## INSTRUCTIONS TO FOLLOW
Find the line that contains "Where can the shrub". Then set down that line and all the lines after it, to the end of the records, exactly and with nothing added.

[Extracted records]
++++++

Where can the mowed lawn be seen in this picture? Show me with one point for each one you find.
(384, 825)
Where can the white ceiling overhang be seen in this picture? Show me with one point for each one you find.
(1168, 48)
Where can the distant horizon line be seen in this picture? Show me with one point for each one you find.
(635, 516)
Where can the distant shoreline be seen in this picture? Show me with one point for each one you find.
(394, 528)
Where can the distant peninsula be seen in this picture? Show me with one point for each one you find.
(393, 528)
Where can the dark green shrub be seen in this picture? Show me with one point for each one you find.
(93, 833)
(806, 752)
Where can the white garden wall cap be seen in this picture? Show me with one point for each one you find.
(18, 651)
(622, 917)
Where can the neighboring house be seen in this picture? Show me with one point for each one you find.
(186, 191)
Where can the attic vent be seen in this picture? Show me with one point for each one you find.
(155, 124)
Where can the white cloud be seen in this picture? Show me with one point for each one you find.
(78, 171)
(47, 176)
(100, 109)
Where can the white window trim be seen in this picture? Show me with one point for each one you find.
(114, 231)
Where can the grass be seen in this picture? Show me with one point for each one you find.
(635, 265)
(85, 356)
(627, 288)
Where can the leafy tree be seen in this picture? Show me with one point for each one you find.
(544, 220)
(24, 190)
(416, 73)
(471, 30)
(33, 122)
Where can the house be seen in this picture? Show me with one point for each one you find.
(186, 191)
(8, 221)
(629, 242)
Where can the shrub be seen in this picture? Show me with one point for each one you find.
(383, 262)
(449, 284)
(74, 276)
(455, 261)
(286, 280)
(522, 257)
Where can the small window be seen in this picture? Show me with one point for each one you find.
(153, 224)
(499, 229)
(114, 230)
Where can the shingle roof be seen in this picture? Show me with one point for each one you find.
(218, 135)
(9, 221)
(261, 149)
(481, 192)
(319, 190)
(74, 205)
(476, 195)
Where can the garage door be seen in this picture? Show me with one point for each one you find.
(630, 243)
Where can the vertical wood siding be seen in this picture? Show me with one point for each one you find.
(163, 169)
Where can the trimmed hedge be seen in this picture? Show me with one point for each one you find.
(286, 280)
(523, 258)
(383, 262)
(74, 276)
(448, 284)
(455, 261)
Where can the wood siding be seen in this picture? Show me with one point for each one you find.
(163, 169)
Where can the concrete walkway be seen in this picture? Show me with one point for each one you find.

++++++

## SOLVED PROBLEM
Where can the shrub be seen in this picture? Show me with one point for each one you find.
(383, 262)
(449, 284)
(74, 276)
(455, 261)
(286, 280)
(522, 257)
Where can the small window be seen in this picture? Show me with one point for each one you find.
(153, 224)
(499, 229)
(114, 230)
Where can the shingle roof be seen in this picture? Show me with one point for each one you find.
(218, 135)
(9, 221)
(261, 149)
(481, 192)
(319, 190)
(74, 205)
(476, 195)
Where can the garage door be seen in this picture? Show me with one point for each one you find.
(630, 243)
Where can the vertical wood siding be seen in this picture? Show me with one point for each one you find.
(163, 169)
Where can the trimmed hedge be seen in this picture? Show me with one point for each one you find.
(286, 280)
(523, 258)
(383, 262)
(74, 276)
(448, 284)
(455, 261)
Where can the wood siding be seen in this picture? Show me with one point for each one you find.
(163, 169)
Where can the concrete walkway be seen in this picture? Show me with one point for each one you find.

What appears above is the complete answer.